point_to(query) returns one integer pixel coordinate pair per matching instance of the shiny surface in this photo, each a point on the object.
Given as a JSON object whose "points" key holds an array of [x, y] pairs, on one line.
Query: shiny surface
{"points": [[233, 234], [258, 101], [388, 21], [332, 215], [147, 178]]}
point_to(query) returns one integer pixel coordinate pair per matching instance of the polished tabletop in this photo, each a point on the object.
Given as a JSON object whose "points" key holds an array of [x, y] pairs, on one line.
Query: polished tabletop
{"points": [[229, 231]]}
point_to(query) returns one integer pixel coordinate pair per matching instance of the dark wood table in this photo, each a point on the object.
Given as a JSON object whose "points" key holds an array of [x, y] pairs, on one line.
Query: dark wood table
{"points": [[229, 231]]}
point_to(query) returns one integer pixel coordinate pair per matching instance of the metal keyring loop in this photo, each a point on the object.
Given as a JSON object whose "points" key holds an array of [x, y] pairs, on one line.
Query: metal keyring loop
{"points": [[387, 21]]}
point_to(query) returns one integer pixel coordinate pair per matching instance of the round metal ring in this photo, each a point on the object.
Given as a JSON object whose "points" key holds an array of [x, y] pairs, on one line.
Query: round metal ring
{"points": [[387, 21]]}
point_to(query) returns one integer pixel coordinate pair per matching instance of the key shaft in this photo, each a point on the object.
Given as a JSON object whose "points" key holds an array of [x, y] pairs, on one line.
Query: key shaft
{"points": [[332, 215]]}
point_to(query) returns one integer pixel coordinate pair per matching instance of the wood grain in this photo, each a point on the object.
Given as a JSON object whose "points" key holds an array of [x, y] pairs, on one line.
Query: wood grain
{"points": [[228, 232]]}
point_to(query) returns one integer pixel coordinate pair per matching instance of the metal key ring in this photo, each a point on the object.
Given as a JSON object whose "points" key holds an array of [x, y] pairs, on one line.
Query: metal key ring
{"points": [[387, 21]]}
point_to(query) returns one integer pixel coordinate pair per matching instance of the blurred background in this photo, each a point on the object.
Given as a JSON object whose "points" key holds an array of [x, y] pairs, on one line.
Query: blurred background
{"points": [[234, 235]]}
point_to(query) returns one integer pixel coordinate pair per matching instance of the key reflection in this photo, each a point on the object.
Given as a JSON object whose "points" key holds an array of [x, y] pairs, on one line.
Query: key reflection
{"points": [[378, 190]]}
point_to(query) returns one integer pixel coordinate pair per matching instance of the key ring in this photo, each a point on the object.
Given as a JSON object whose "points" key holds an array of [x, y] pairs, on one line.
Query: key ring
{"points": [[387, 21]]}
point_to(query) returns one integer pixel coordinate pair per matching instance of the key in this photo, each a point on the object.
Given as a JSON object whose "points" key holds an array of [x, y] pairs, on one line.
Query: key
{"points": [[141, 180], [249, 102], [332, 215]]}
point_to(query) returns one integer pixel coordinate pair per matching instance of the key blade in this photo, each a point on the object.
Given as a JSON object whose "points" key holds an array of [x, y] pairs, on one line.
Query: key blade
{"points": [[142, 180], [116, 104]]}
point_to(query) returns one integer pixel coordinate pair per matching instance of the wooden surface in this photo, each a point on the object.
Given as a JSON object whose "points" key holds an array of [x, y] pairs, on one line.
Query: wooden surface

* * *

Your answer should be the data above, retyped in full and unaltered.

point_to(query) returns one integer pixel coordinate pair per matching instance of the shiny surface in this photo, each a point on the object.
Given as a JSON object whose "points" key holds an array of [x, y] pairs, on one line.
Query: shiny surface
{"points": [[233, 234], [258, 101], [388, 21], [332, 215], [147, 178]]}
point_to(query) returns one integer pixel coordinate pair per matching instance of the polished tabletop in this photo, each a point on the object.
Given as a JSON object whose "points" key holds an array of [x, y] pairs, on one line.
Query: polished tabletop
{"points": [[229, 231]]}
point_to(query) returns one integer pixel coordinate pair per matching instance of the dark wood table in this photo, each a point on the object.
Given as a JSON object whose "points" key holds an array of [x, y] pairs, on one line.
Query: dark wood table
{"points": [[229, 231]]}
point_to(query) returns one integer pixel coordinate pair per matching instance of the metal keyring loop in this photo, each a point on the object.
Given as a JSON object whose "points" key holds an array of [x, y] pairs, on one line.
Query: metal keyring loop
{"points": [[387, 21]]}
point_to(query) returns one integer pixel coordinate pair per matching instance of the round metal ring in this photo, each a point on the object.
Given as a JSON object whose "points" key holds an array of [x, y] pairs, on one line.
Query: round metal ring
{"points": [[387, 21]]}
point_to(query) returns one integer pixel coordinate pair per matching instance of the key shaft in this photo, each a point on the object.
Given as a JSON object whose "points" key holds an array of [x, y] pairs, on one line.
Query: key shaft
{"points": [[332, 215]]}
point_to(query) returns one integer pixel coordinate pair per matching instance of the wood grain in this photo, each a point on the object.
Given as a JSON object whose "points" key holds an array of [x, y] pairs, on one line.
Query: wood grain
{"points": [[228, 232]]}
point_to(query) returns one integer pixel coordinate pair per matching instance of the metal key ring in this photo, each a point on the object.
Given as a JSON object whose "points" key holds an array of [x, y] pairs, on one line.
Query: metal key ring
{"points": [[387, 21]]}
point_to(query) returns one integer pixel coordinate pair per matching instance of the blurred background in this photo, each a point on the object.
Given as a JSON object whose "points" key holds an array of [x, y] pairs, on one line.
Query: blurred background
{"points": [[234, 235]]}
point_to(query) returns one integer pixel coordinate pair per matching instance of the key reflection in this photo, each a point on the object.
Given as a JSON object whose "points" key holds an array of [x, y] pairs, on one line.
Query: key reflection
{"points": [[378, 190]]}
point_to(query) returns one integer pixel coordinate pair per matching instance of the key ring in this photo, each a point on the object.
Given as a JSON object whose "points" key holds an array of [x, y] pairs, on one line.
Query: key ring
{"points": [[387, 21]]}
point_to(query) returns one integer pixel coordinate pair per matching instance of the key in this photo, each a point on the object.
Given as a JSON object whose "points" key holds an array of [x, y] pairs, on one line.
Query: key
{"points": [[141, 180], [249, 102], [332, 215]]}
point_to(query) returns one integer pixel coordinate pair per matching instance of the key blade in this photo, each a point on the object.
Given as a JSON object whose "points" key holds an array of [x, y] pairs, on one line.
Query: key blade
{"points": [[142, 180], [116, 104]]}
point_to(query) returns one integer pixel coordinate pair per matching instance of the wooden surface in this photo, each a point on the object.
Given as a JSON object whose "points" key holds an array of [x, y] pairs, on one line.
Query: wooden surface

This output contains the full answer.